— start Data records —
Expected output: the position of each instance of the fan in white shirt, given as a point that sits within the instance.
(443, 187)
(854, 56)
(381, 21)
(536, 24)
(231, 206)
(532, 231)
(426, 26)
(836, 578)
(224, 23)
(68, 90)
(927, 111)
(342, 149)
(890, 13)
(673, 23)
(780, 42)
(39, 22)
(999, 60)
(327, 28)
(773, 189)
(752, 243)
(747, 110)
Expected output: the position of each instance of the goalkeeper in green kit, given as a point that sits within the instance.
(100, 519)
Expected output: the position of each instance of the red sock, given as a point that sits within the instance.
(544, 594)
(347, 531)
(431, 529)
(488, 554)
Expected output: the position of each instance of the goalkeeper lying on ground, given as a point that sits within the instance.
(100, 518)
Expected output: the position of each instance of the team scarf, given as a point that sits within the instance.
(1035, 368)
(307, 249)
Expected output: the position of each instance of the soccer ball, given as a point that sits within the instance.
— end Data records —
Your task ▸ Copy out all of the records above again, putting "goalie" wherever "goalkeeper" appears and leaving everything else unchanged.

Exercise response ▸
Expected output: the position of each instance of the fan in white shirt, given as a point that sits within the instance.
(443, 187)
(854, 56)
(381, 21)
(536, 24)
(231, 206)
(532, 231)
(426, 26)
(836, 578)
(224, 23)
(68, 90)
(927, 111)
(342, 149)
(890, 13)
(673, 23)
(780, 42)
(39, 22)
(999, 60)
(327, 28)
(773, 189)
(752, 243)
(747, 110)
Expected output: the position of each instance of the goalie in green kit, given as a point that sits within the instance.
(100, 519)
Expected output: the position of each instance of the red sock, given as a point that sits within the instance.
(544, 594)
(347, 531)
(431, 529)
(488, 554)
Expected output: the position of each instance of the goalie lying on ground, given as a point that sits within the instance.
(100, 518)
Expected output: the position of each instance of the team scarf, given as a point that sits within the instance.
(1035, 368)
(307, 249)
Expected output: the position of each instance of the soccer ball, given as a point that sits within the instance.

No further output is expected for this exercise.